====== PAGE EXCERPT ======

Project

General

Profile

Actions

Bug #7891

closed

Bridge does not properly check for unfinished reports

Added by Evgeny Novikov over 7 years ago. Updated over 7 years ago.

Status:
Closed
Priority:
Immediate
Category:
Bridge
Target version:
-
Start date:
01/24/2017
Due date:
01/25/2017
% Done:

100%

Estimated time:
Detected in build:
svn
Platform:
Published in build:

Description

Now a job decision has status Failed if there are unfinished reports. So one can download corresponding job archives. When one will try to upload such the archives the error description from the errors log will be the following:

[24.Jan.2017 08:36:50] Uploading report failed: type object argument after * must be a sequence, not NoneType
Traceback (most recent call last):
  File "/var/www/bridge/jobs/Download.py", line 485, in __create_job_from_tar
    UploadReports(job, reports_data, report_files)

====== DATASET ROWS ======

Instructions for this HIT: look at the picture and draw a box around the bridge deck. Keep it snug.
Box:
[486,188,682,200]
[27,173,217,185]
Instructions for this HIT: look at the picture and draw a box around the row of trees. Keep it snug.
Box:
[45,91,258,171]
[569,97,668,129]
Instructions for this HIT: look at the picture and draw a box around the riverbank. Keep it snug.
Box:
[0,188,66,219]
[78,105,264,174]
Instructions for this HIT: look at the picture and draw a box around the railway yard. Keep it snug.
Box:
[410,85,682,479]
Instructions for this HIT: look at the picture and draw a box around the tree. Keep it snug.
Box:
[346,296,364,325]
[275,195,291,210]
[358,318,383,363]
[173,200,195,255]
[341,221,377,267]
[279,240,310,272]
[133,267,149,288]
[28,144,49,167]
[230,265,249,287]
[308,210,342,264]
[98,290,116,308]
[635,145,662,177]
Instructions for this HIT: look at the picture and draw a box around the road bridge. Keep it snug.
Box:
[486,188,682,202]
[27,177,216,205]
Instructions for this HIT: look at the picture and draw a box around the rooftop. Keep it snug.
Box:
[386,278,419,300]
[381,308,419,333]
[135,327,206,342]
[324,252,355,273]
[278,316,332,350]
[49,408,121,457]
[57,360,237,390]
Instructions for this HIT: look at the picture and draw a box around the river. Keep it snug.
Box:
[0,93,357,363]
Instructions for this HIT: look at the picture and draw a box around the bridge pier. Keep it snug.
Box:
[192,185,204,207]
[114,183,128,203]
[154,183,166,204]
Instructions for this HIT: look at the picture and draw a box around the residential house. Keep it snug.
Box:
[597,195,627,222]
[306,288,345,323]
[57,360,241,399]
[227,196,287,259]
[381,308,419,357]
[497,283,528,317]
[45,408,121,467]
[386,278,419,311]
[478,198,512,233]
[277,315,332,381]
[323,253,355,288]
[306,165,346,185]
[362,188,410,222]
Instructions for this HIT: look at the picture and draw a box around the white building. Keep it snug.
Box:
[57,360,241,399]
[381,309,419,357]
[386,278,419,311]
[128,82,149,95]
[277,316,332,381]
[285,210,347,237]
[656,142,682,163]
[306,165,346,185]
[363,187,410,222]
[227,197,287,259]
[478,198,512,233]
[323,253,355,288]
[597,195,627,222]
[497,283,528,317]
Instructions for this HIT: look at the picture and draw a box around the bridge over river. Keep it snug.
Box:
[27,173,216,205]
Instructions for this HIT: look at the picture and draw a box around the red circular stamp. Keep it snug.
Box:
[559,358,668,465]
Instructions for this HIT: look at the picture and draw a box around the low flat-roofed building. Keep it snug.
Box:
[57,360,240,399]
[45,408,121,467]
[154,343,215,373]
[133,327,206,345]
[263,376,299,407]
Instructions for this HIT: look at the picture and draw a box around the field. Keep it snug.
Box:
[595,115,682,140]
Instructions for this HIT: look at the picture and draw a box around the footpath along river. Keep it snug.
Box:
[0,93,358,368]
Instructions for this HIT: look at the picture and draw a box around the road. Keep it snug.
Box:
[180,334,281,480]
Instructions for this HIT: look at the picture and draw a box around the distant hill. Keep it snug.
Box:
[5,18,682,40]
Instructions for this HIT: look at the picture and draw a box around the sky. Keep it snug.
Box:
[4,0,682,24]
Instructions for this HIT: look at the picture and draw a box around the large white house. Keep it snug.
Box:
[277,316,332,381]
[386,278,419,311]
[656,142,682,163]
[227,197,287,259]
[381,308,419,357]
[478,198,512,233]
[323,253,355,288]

======

* _TASKS TO CARRY OUT_
A: Extract the lines of the entries from the line containing "along river. Keep it snug." through the last line of the entries, both ends included, and reproduce them unchanged.
B: Continue the bug report on Bridge's unfinished-report check from the point where it stops.
The bug report and the entries have nothing to do with each other.

* _TASK-BY-TASK ANSWERS_
A:
Instructions for this HIT: look at the picture and draw a box around the footpath along river. Keep it snug.
Box:
[0,93,358,368]
Instructions for this HIT: look at the picture and draw a box around the road. Keep it snug.
Box:
[180,334,281,480]
Instructions for this HIT: look at the picture and draw a box around the distant hill. Keep it snug.
Box:
[5,18,682,40]
Instructions for this HIT: look at the picture and draw a box around the sky. Keep it snug.
Box:
[4,0,682,24]
Instructions for this HIT: look at the picture and draw a box around the large white house. Keep it snug.
Box:
[277,316,332,381]
[386,278,419,311]
[656,142,682,163]
[227,197,287,259]
[381,308,419,357]
[478,198,512,233]
[323,253,355,288]

B:
  File "/var/www/bridge/jobs/Download.py", line 531, in __init__
    self.__upload_all()
  File "/var/www/bridge/jobs/Download.py", line 553, in __upload_all
    report_id = curr_func(data)
  File "/var/www/bridge/jobs/Download.py", line 578, in __create_report_component
    'finish_date': datetime(*data['finish_date'], tzinfo=pytz.timezone('UTC')),
TypeError: type object argument after * must be a sequence, not NoneType
Stack (most recent call last):
  File "/usr/local/bin/gunicorn", line 11, in <module>
    sys.exit(run())
  File "/usr/local/lib/python3.4/dist-packages/gunicorn/app/wsgiapp.py", line 74, in run
    WSGIApplication("%(prog)s [OPTIONS] [APP_MODULE]").run()
  File "/usr/local/lib/python3.4/dist-packages/gunicorn/app/base.py", line 192, in run
    super(Application, self).run()
  File "/usr/local/lib/python3.4/dist-packages/gunicorn/app/base.py", line 72, in run
    Arbiter(self).run()
  File "/usr/local/lib/python3.4/dist-packages/gunicorn/arbiter.py", line 189, in run
    self.manage_workers()
  File "/usr/local/lib/python3.4/dist-packages/gunicorn/arbiter.py", line 524, in manage_workers
    self.spawn_workers()
  File "/usr/local/lib/python3.4/dist-packages/gunicorn/arbiter.py", line 590, in spawn_workers
    self.spawn_worker()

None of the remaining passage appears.